Wir können doch auch anders. Wir können plötzlich darüber nachdenken, Banken globalen Regelwerken zu unterwerfen. Dabei war global schon ein Synonym geworden für die vermeintlich einzige Regel – die des Marktes. Sie schien gleichzeitig Ursprung und Ziel aller politischen Entwicklungen der Moderne zu sein. Der Motor von Entwicklung und Fortschritt und deshalb Garant der Freiheit und Demokratie. Jeder Versuch, diese Maschinerie unter Kontrolle zu bekommen, erschien als Anachronismus aus Zeiten der großen ideologischen Systeme. Nicht nur in Amerika galten Vertreter eines "starken Staates" als verdächtig sozialistisch.

□ □ □ □ □ □ □

Aufgaben ->
(a) Prüfen Sie für jede Aussage, ob sie mit dem Textausschnitt übereinstimmt. Antworten Sie jeweils mit Ja oder Nein und zitieren Sie die entscheidenden Worte wörtlich: (i) Vertreter eines „starken Staates“ galten ausschließlich in Amerika als verdächtig sozialistisch. (ii) Die Regel des Marktes erschien als Motor von Entwicklung und Fortschritt. (iii) Versuche, diese Maschinerie zu kontrollieren, galten als zeitgemäß.
(b) Geben Sie den Textausschnitt von „Wir können doch“ bis einschließlich „als verdächtig sozialistisch.“ wortgetreu wieder.
(c) Setzen Sie den Textausschnitt über Marktregeln und Bankenregulierung im Anschluss an seinen letzten Satz fort.

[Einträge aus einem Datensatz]
□ □ □ □ □ □ □

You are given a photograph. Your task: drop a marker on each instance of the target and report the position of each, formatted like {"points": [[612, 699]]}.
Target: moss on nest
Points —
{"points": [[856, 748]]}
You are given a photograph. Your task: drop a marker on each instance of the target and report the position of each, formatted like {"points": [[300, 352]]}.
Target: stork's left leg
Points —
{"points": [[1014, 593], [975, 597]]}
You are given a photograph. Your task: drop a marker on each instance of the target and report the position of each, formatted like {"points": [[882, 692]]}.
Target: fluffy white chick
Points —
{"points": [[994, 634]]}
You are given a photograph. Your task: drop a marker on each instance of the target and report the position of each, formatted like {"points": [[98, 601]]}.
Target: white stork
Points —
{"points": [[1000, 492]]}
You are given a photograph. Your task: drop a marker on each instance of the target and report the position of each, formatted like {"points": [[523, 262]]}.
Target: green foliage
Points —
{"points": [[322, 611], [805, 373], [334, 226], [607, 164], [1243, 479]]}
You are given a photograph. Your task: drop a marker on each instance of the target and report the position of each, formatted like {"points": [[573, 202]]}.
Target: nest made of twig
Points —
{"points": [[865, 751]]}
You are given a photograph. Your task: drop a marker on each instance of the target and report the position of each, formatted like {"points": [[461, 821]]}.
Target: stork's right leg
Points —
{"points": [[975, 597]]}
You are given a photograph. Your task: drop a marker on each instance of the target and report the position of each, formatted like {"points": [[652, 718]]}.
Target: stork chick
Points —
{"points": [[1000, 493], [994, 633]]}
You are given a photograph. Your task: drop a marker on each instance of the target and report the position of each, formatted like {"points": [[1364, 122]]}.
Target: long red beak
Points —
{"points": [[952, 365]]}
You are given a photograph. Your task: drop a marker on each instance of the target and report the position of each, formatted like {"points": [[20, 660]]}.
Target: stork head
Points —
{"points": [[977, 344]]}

□ □ □ □ □ □ □

Ergebnisse je Aufgabe ->
(a)
(i) Nein: „Nicht nur in Amerika galten Vertreter eines "starken Staates" als verdächtig sozialistisch.“
(ii) Ja: „Der Motor von Entwicklung und Fortschritt“
(iii) Nein: „erschien als Anachronismus aus Zeiten der großen ideologischen Systeme“

(b)
Wir können doch auch anders. Wir können plötzlich darüber nachdenken, Banken globalen Regelwerken zu unterwerfen. Dabei war global schon ein Synonym geworden für die vermeintlich einzige Regel – die des Marktes. Sie schien gleichzeitig Ursprung und Ziel aller politischen Entwicklungen der Moderne zu sein. Der Motor von Entwicklung und Fortschritt und deshalb Garant der Freiheit und Demokratie. Jeder Versuch, diese Maschinerie unter Kontrolle zu bekommen, erschien als Anachronismus aus Zeiten der großen ideologischen Systeme. Nicht nur in Amerika galten Vertreter eines "starken Staates" als verdächtig sozialistisch.

(c)
Nun aber geht Manchem wieder auf, dass auch die Regeln des Marktes ein Regelwerk sind. Milliardenfach geschaffen, jeden Tag, von Menschen, die nichts weiter tun, als ihren Job - ob mit Keyboard, Sichel oder bloßen Händen. Wie der Gesellschaftsvertrag eine Idee, ist die Marktwirtschaft ein Konstrukt und nicht ohne Baumeister. Politik, Wirtschaftsunternehmen und jeder einzelne Mensch, der an diesem Prozess beteiligt ist, drückt ihm seinen Stempel auf. Auch du hast Einflussmöglichkeit. Wer reproduziert, der kann auch auch variieren, nachhaltig.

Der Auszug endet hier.